Pre-Flight Check

To test the installation

Adopted from Paco's Pre-Flight Check



In [2]:

    
import datetime
from pytz import timezone
print "Last run @%s" % (datetime.datetime.now(timezone('US/Pacific')))
#
import sys
print "Python Version : %s" % (sys.version)
#
from pyspark.sql import SparkSession 
print "Spark Version  : %s" % (spark.version)

from pyspark.context import SparkContext
print "Spark Version  : %s" % (sc.version)
#
from pyspark.conf import SparkConf
conf = SparkConf()
print conf.toDebugString()









    



Last run @2016-08-14 16:50:16.256951-07:00
Python Version : 2.7.12 |Continuum Analytics, Inc.| (default, Jun 29 2016, 11:09:23) 
[GCC 4.2.1 (Based on Apple Inc. build 5658) (LLVM build 2336.11.00)]
Spark Version  : 2.0.0
Spark Version  : 2.0.0
spark.app.name=PySparkShell
spark.master=local[*]
spark.submit.deployMode=client



In [3]:

    
data = xrange(1,101)



In [4]:

    
data_rdd = sc.parallelize(data)



In [5]:

    
data_rdd.take(3)









    Out[5]:





[1, 2, 3]



In [6]:

    
# Make sure rdd works
data_rdd.filter(lambda x: x < 10).collect()









    Out[6]:





[1, 2, 3, 4, 5, 6, 7, 8, 9]



In [6]:

    
data_rdd.top(5)









    Out[6]:





[100, 99, 98, 97, 96]



In [7]:

    
# Move on to dataFrames
df = data_rdd.map(lambda x:[x]).toDF(['SeqNo']) # needs each row as a list



In [8]:

    
df.show(10)









    



+-----+
|SeqNo|
+-----+
|    1|
|    2|
|    3|
|    4|
|    5|
|    6|
|    7|
|    8|
|    9|
|   10|
+-----+
only showing top 10 rows



In [9]:

    
df.filter(df.SeqNo <= 10).show()

**Dataset entries:**

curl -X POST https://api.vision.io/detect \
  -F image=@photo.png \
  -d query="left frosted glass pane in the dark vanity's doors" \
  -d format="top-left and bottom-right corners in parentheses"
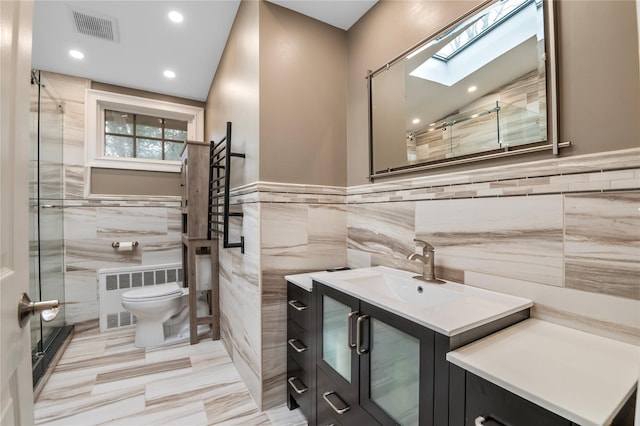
top-left (322, 294), bottom-right (351, 383)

**Instructions for the task:** In the Pre-Flight Check text, translate the comment "Make sure rdd works" into French.

**Written response:** Assurez-vous que le rdd fonctionne.